The problem »
Copy the lines of the entries below word for word, from the line with "If you could indicate the street" to the line with "point(142, 11)", including both of those lines.

(Data items)
□ □ □ □

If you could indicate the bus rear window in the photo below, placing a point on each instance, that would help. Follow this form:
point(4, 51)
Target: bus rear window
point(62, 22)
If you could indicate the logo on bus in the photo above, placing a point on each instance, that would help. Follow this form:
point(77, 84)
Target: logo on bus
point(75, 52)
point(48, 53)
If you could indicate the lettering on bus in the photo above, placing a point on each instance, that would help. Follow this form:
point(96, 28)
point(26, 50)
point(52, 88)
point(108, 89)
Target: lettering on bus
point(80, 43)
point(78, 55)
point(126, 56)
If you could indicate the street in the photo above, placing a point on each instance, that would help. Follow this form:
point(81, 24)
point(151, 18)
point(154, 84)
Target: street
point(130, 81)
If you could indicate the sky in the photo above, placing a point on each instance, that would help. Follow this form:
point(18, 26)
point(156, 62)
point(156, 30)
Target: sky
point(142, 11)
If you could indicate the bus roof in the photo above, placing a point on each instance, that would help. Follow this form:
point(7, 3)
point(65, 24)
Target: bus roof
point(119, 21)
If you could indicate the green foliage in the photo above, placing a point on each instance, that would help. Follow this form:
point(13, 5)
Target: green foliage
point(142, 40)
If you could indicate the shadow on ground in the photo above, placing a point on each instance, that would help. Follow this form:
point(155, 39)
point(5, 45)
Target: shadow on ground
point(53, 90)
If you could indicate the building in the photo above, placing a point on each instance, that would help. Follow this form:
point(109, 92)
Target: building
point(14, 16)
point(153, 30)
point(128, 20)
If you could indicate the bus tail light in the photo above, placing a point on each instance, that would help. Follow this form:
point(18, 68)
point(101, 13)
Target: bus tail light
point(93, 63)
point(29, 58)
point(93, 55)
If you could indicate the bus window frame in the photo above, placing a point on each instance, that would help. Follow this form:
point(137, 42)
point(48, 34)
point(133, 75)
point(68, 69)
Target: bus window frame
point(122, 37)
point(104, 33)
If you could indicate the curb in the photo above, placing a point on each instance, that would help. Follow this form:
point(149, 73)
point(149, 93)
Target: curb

□ □ □ □

The completed task »
If you could indicate the street in the photo above, placing a point on each instance, that would help. Follow this form:
point(81, 24)
point(151, 18)
point(154, 84)
Target: street
point(130, 81)
If you could indicate the sky in the photo above, placing a point on each instance, that would help. Follow this form:
point(18, 26)
point(156, 62)
point(156, 30)
Target: sky
point(142, 11)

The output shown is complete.